Provided data:
---------------

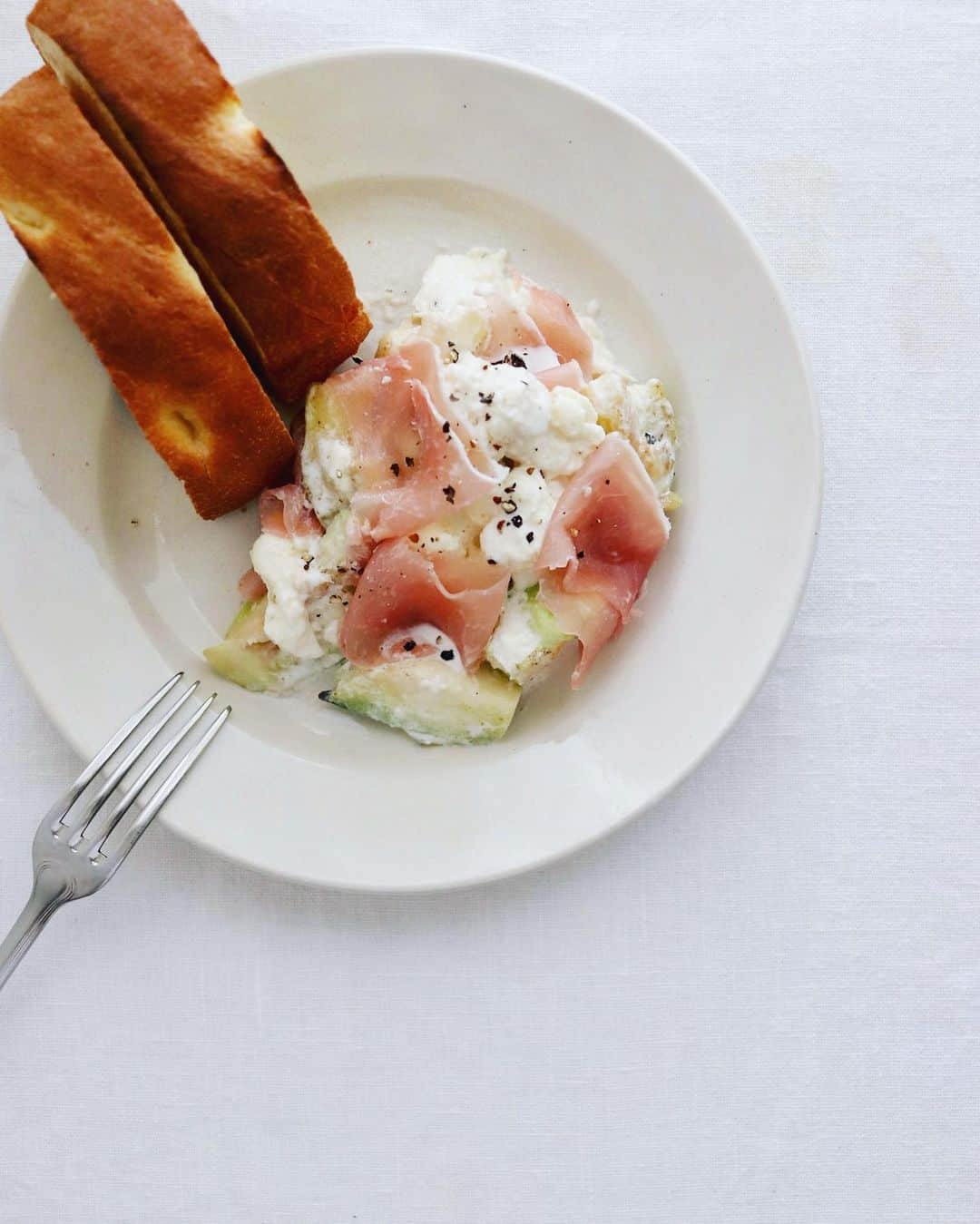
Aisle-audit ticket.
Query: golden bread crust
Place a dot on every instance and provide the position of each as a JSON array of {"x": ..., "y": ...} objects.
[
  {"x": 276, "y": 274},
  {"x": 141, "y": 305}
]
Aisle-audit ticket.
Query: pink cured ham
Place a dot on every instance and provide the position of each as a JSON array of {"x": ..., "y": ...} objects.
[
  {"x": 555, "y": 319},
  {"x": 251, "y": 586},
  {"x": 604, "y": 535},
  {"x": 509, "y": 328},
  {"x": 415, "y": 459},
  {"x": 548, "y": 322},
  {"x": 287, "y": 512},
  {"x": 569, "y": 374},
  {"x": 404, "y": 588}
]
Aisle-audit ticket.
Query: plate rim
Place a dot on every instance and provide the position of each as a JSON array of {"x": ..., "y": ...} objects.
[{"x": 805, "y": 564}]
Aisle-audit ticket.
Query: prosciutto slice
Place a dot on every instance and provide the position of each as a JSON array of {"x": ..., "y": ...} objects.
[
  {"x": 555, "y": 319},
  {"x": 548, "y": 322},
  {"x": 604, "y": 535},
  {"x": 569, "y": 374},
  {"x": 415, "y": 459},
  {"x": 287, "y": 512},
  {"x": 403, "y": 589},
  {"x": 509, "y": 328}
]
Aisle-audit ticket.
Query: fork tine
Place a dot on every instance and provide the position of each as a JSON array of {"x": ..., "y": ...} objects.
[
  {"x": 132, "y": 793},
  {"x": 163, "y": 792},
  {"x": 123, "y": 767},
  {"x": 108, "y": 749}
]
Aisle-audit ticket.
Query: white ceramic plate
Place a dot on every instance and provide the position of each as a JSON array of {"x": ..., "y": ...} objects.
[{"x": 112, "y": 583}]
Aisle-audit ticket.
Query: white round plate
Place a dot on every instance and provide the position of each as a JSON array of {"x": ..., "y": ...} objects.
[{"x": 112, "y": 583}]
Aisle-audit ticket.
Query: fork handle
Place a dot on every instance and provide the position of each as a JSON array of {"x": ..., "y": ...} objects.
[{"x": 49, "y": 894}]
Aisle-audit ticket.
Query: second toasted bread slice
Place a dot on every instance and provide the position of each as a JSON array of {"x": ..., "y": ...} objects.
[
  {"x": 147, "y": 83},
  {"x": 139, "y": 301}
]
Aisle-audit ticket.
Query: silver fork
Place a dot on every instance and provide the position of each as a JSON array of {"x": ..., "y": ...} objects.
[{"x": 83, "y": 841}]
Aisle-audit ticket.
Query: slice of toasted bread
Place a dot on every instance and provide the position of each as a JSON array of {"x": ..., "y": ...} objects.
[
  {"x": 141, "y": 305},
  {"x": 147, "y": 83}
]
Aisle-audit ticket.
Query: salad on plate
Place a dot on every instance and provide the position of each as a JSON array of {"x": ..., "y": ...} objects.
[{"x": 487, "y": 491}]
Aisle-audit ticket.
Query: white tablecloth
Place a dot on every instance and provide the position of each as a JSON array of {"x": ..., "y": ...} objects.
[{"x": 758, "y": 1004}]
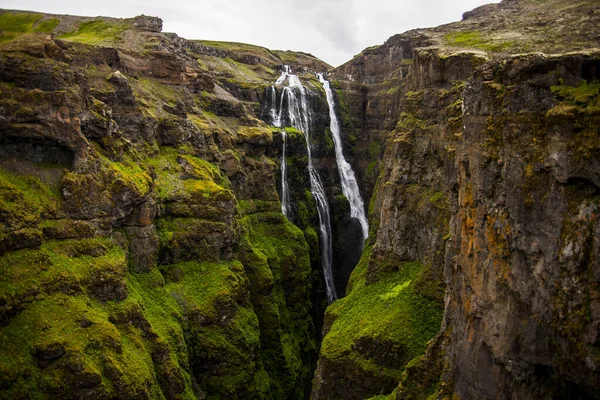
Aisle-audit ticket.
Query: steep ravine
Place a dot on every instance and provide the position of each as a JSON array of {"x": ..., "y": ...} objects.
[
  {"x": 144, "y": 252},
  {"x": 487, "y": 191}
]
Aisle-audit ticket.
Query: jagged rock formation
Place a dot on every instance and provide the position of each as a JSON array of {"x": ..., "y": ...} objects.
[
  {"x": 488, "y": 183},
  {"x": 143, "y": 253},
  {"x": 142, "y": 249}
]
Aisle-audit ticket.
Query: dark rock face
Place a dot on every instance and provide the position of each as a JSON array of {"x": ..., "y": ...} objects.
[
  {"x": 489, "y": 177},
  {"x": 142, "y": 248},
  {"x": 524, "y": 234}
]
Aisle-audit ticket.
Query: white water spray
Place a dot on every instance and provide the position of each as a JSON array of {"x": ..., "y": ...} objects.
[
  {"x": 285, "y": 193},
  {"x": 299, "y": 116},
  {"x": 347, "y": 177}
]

---------------

Pictures are to be excluded; everything else in the records must be reproduced exactly.

Answer box:
Aisle-audit ticket.
Query: golden bread crust
Place a dot on every instance and provide the position of each as a JSON array of {"x": ..., "y": ...} objects.
[
  {"x": 276, "y": 274},
  {"x": 141, "y": 305}
]
Aisle-audit ticket.
Query: pink cured ham
Place a dot on every instance and provide the position of each as a JSON array of {"x": ..., "y": ...} objects.
[
  {"x": 555, "y": 319},
  {"x": 251, "y": 586},
  {"x": 604, "y": 535},
  {"x": 509, "y": 328},
  {"x": 415, "y": 459},
  {"x": 548, "y": 322},
  {"x": 287, "y": 512},
  {"x": 569, "y": 374},
  {"x": 404, "y": 588}
]
Aisle-audit ticket.
Query: plate rim
Place a dot on every instance and provide the position of each as a JSON array of {"x": ..., "y": ...} objects.
[{"x": 805, "y": 564}]
Aisle-audit ticket.
Query: prosciutto slice
Place a dot on every instance and provide the position of each as a JSON array of {"x": ..., "y": ...} objects.
[
  {"x": 555, "y": 319},
  {"x": 548, "y": 322},
  {"x": 604, "y": 535},
  {"x": 569, "y": 374},
  {"x": 415, "y": 459},
  {"x": 287, "y": 512},
  {"x": 403, "y": 589},
  {"x": 509, "y": 328}
]
Aisle-audit ticket.
Query: fork tine
Place a dot on every instance and provide the position of each as a JSON array of {"x": ..., "y": ...} objects.
[
  {"x": 132, "y": 793},
  {"x": 163, "y": 792},
  {"x": 123, "y": 767},
  {"x": 108, "y": 749}
]
Aisle-audit ticket.
Query: white ceramic plate
Place a dot on every instance and provide the position of each as a JSON array of {"x": ..., "y": ...} objects.
[{"x": 112, "y": 583}]
Aisle-audit ticket.
Query: white round plate
Place a dot on every instance and provide the position of each as a JSON array of {"x": ..., "y": ...} objects.
[{"x": 112, "y": 583}]
Aisle-audit ticket.
Query: fork handle
Place a dot on every instance and provide the position of each as a JSON array of {"x": ..., "y": ...} objects.
[{"x": 49, "y": 894}]
Aisle-audit ticket.
Query: second toasted bread slice
Place a dot on every instance and provide the position of each as a JSON array of {"x": ..., "y": ...} objects.
[
  {"x": 147, "y": 83},
  {"x": 139, "y": 301}
]
Aisle-audit ticket.
Query: silver fork
Place a dot on every instance and provide the position of each as a JSON array of {"x": ..., "y": ...} objects.
[{"x": 83, "y": 841}]
Aisle-audit ticket.
Query: slice of toasted bread
Place a dot on every instance and provide the position of each as a JSON array of {"x": ..., "y": ...} objects.
[
  {"x": 141, "y": 305},
  {"x": 147, "y": 83}
]
Aisle-audit ticket.
Query: salad on plate
Place a dot on every instance and provide the position of each as a JSON array of {"x": ..., "y": ...} objects.
[{"x": 487, "y": 491}]
Aisle-audit ticket.
Query: white tablecloth
Place a dot on every instance and provide the position of each as a JSON array of {"x": ..., "y": ...} objects.
[{"x": 758, "y": 1004}]
Aisle-audit ticket.
Query: steep ravine
Place a dot on every instance and provide the position of each as a JSON array of {"x": ..., "y": ...} objects.
[
  {"x": 144, "y": 252},
  {"x": 487, "y": 191}
]
Aisle-audit ticket.
Query: jagged rock formation
Place a dot on every instance and provide the position of each as a JSON array of {"x": ..., "y": ...} objects.
[
  {"x": 488, "y": 183},
  {"x": 143, "y": 253},
  {"x": 142, "y": 249}
]
Aisle-audit ticket.
Query: dark rock face
Place a dot on every instance and provide the position of each as a JSON array of {"x": ..., "y": ...} objects.
[
  {"x": 489, "y": 177},
  {"x": 142, "y": 248},
  {"x": 524, "y": 234}
]
Aisle-audit ticket.
Query: white water spray
Place a dot on every instance and provide the position of each as a JSON array of {"x": ..., "y": ...} objects.
[
  {"x": 285, "y": 193},
  {"x": 299, "y": 116},
  {"x": 347, "y": 177}
]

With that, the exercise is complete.